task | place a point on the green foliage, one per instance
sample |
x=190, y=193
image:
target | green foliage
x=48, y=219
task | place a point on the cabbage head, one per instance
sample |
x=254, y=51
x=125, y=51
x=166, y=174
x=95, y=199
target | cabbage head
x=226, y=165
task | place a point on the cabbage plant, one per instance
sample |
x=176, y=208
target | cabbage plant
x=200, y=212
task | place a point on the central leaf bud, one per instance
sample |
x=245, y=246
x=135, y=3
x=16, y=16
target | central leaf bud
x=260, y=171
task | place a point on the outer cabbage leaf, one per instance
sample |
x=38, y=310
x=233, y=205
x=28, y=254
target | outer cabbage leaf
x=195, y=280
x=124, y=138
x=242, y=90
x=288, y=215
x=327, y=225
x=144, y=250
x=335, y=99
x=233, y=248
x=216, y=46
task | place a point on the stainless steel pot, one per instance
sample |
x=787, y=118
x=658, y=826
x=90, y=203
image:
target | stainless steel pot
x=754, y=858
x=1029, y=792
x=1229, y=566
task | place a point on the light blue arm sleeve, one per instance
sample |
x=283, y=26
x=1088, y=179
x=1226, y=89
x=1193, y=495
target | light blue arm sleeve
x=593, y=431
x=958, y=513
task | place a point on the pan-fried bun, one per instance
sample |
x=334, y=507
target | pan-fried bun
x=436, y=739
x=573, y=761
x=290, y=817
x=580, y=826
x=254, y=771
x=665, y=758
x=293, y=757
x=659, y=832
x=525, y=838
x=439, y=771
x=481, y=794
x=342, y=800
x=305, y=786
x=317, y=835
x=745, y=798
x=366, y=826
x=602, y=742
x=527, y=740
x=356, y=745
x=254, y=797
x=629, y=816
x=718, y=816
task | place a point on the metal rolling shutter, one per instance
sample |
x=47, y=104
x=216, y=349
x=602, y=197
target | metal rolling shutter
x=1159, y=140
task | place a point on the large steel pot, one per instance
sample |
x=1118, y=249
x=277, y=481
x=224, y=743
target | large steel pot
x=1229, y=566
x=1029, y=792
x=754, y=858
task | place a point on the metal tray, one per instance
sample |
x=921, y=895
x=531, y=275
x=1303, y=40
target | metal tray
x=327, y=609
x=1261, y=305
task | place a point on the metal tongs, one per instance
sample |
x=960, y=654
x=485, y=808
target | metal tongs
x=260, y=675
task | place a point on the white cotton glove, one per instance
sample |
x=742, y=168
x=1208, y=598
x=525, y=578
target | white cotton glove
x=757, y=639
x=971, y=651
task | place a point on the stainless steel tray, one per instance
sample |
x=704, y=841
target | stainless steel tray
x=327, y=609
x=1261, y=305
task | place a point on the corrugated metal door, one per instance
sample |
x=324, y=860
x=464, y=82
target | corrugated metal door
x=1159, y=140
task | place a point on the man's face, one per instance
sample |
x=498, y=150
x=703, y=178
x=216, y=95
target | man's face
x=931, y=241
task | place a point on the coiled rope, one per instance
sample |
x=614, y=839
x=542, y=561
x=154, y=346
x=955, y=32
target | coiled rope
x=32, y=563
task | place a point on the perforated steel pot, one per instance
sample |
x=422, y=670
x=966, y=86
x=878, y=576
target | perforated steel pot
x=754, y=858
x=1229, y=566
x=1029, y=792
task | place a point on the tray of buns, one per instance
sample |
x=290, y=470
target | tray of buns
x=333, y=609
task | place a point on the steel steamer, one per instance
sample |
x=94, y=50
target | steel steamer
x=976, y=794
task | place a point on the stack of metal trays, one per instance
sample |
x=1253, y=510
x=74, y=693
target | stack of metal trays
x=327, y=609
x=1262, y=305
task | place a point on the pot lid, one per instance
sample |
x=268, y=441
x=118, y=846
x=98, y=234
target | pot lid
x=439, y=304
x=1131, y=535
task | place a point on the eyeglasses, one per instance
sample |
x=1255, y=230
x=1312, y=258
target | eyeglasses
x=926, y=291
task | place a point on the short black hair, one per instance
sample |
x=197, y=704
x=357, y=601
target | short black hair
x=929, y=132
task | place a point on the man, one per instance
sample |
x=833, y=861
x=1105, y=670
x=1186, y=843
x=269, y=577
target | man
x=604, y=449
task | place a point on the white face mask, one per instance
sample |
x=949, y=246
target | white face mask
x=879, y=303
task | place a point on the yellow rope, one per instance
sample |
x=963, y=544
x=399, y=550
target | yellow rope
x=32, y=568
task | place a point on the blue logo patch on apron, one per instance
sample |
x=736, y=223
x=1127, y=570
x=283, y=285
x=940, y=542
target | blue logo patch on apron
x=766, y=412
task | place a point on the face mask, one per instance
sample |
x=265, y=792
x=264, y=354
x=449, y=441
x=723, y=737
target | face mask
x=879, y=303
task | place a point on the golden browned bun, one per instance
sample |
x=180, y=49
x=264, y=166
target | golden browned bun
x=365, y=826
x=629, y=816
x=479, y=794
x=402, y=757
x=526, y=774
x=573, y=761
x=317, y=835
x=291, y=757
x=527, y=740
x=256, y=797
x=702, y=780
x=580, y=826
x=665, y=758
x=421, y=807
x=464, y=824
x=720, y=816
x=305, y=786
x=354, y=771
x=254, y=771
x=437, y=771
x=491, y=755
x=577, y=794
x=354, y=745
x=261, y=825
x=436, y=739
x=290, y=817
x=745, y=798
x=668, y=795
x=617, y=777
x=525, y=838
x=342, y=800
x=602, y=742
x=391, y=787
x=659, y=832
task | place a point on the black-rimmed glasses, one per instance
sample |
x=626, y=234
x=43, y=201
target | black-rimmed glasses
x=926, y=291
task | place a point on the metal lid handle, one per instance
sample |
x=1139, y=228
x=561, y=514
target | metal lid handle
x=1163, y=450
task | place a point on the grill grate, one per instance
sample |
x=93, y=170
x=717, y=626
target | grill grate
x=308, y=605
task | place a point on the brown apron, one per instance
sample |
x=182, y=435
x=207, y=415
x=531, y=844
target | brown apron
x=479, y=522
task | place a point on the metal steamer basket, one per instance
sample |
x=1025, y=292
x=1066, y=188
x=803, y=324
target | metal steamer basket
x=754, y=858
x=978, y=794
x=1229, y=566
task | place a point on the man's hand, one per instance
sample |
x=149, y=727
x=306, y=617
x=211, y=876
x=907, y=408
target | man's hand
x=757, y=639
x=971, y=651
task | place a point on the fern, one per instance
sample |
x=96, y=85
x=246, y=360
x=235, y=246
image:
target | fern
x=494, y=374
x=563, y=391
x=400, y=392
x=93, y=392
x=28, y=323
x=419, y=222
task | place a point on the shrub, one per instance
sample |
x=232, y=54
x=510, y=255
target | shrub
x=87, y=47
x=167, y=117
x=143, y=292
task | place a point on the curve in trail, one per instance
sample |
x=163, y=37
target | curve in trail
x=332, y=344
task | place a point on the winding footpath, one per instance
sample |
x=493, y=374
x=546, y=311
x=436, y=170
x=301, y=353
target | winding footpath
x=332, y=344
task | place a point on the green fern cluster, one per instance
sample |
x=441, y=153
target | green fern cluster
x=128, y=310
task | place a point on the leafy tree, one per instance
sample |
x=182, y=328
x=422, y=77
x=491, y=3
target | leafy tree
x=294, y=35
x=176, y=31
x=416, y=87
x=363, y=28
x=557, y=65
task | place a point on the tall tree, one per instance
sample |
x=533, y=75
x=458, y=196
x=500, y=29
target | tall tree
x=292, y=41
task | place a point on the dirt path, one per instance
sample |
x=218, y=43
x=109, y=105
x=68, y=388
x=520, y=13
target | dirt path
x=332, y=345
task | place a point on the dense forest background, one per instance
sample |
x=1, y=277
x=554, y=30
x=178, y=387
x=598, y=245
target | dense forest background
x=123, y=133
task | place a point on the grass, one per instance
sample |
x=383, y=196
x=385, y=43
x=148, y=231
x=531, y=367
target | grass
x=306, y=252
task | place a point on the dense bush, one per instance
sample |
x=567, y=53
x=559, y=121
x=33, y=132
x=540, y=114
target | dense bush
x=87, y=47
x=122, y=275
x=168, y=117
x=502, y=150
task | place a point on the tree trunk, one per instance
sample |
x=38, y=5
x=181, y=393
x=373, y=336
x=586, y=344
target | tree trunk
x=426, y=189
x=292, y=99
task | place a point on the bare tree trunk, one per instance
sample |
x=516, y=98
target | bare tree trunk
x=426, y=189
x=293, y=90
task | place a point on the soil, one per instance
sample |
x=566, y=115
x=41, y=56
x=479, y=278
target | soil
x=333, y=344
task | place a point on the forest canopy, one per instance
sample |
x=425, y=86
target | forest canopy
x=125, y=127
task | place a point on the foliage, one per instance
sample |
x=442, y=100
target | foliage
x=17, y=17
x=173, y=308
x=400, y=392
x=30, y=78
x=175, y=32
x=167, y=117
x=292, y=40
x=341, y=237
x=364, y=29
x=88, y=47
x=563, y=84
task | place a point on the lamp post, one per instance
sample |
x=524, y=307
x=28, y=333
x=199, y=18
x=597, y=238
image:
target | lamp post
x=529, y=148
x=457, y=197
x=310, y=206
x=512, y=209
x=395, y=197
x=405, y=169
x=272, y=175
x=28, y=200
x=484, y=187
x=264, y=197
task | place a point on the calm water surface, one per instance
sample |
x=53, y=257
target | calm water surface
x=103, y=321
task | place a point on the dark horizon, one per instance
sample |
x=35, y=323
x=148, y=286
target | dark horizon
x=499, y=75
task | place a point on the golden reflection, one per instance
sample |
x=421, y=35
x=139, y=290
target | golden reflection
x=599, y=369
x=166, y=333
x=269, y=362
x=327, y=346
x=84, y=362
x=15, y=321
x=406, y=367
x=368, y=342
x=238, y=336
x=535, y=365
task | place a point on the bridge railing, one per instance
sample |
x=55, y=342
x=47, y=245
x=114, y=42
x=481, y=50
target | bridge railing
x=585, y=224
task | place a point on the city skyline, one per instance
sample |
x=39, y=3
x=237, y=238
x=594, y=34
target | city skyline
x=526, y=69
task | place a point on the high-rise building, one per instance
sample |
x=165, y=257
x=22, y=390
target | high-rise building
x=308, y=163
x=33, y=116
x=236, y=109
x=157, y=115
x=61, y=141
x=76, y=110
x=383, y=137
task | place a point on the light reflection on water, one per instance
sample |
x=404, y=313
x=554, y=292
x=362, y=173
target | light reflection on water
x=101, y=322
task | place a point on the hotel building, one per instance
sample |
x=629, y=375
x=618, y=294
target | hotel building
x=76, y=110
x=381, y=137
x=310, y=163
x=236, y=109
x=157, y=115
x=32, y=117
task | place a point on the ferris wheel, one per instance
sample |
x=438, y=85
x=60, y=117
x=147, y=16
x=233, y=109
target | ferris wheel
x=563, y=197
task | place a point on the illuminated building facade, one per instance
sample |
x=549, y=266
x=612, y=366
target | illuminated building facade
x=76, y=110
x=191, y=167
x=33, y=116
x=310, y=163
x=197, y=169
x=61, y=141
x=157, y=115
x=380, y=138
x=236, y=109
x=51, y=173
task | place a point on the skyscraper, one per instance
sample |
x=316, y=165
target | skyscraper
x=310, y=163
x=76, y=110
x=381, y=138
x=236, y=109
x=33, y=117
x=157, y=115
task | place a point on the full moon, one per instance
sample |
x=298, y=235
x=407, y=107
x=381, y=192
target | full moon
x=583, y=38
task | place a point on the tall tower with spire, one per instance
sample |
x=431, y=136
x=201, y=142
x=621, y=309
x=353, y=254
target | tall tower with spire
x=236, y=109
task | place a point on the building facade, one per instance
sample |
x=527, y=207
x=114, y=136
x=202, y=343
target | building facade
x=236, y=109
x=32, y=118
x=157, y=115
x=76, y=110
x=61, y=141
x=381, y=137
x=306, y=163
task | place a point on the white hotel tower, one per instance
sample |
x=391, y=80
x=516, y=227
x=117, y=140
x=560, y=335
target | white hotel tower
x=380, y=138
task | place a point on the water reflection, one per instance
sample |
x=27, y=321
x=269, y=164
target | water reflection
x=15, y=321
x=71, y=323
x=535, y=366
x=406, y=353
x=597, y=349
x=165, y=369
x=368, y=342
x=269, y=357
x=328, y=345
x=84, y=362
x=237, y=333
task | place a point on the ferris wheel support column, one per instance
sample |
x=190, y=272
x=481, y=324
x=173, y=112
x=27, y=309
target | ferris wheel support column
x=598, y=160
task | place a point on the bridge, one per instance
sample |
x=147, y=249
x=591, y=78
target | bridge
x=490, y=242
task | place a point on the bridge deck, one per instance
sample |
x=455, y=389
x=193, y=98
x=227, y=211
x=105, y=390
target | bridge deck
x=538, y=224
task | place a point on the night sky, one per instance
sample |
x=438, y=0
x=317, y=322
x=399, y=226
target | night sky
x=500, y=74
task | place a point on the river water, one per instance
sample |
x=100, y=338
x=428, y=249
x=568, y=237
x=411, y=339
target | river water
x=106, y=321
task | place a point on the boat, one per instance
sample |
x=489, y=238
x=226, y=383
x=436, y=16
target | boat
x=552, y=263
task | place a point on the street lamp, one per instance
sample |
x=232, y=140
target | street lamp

□ □ □

**Task directions:** Can you arrange everything in the listing from the line containing "task | place a point on the man, one" down to the line containing "x=308, y=605", both included, as a numbered list that skips blank lines?

**Reply to the task:**
1. task | place a point on the man, one per instance
2. sample |
3. x=833, y=861
4. x=1105, y=670
5. x=1186, y=843
6. x=269, y=577
7. target | man
8. x=604, y=449
9. task | place a point on the white face mask, one per instance
10. sample |
11. x=949, y=246
12. target | white face mask
13. x=879, y=303
14. task | place a point on the yellow rope, one per instance
15. sample |
16. x=963, y=544
17. x=399, y=550
18. target | yellow rope
19. x=32, y=568
20. task | place a point on the blue logo patch on apron, one per instance
21. sample |
22. x=736, y=223
23. x=1127, y=570
24. x=283, y=285
25. x=940, y=542
26. target | blue logo patch on apron
27. x=766, y=412
28. task | place a point on the face mask, one per instance
29. sample |
30. x=265, y=792
31. x=264, y=354
32. x=449, y=441
33. x=723, y=737
34. target | face mask
35. x=879, y=303
36. task | place a point on the golden browned bun, one per instance
37. sample |
38. x=180, y=49
39. x=264, y=166
40. target | golden browned bun
41. x=365, y=826
42. x=629, y=816
43. x=479, y=794
44. x=402, y=757
45. x=526, y=774
46. x=573, y=761
47. x=317, y=835
48. x=291, y=757
49. x=527, y=740
50. x=256, y=797
51. x=702, y=780
52. x=580, y=826
53. x=665, y=758
54. x=421, y=807
55. x=464, y=824
56. x=720, y=816
57. x=305, y=786
58. x=354, y=771
59. x=254, y=771
60. x=437, y=771
61. x=491, y=755
62. x=577, y=794
63. x=354, y=745
64. x=261, y=825
65. x=436, y=739
66. x=290, y=817
67. x=745, y=798
68. x=668, y=795
69. x=617, y=777
70. x=525, y=838
71. x=342, y=800
72. x=602, y=742
73. x=391, y=787
74. x=659, y=832
75. task | place a point on the black-rimmed glasses, one per instance
76. sample |
77. x=626, y=234
78. x=43, y=201
79. target | black-rimmed glasses
80. x=926, y=291
81. task | place a point on the metal lid handle, one per instance
82. sample |
83. x=1139, y=228
84. x=561, y=514
85. target | metal lid handle
86. x=1163, y=450
87. task | place a point on the grill grate, one per instance
88. sample |
89. x=93, y=170
90. x=717, y=626
91. target | grill grate
92. x=308, y=605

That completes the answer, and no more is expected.